What the task requires:
Copy every line in the records below that contains the string "evenodd". Case counts.

Data to use:
════════════════
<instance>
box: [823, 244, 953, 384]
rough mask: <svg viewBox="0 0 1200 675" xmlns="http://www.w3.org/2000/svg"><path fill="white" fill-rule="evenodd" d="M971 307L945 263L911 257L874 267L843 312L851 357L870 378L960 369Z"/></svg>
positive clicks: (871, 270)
════════════════
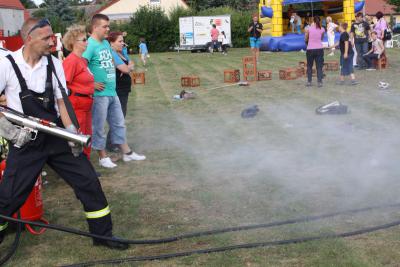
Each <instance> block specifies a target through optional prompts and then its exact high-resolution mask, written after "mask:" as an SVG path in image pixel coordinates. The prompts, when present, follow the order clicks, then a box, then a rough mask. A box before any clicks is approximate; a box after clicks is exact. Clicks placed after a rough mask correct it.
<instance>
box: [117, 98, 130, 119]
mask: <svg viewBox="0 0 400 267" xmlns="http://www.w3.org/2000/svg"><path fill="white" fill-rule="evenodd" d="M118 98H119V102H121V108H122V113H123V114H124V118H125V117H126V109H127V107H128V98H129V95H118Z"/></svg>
════════════════
Exercise result:
rough mask: <svg viewBox="0 0 1200 675" xmlns="http://www.w3.org/2000/svg"><path fill="white" fill-rule="evenodd" d="M971 307L945 263L911 257L874 267L843 312L851 357L870 378L960 369Z"/></svg>
mask: <svg viewBox="0 0 400 267" xmlns="http://www.w3.org/2000/svg"><path fill="white" fill-rule="evenodd" d="M118 98H119V102H121V108H122V113H123V114H124V118H125V117H126V109H127V107H128V98H129V95H118Z"/></svg>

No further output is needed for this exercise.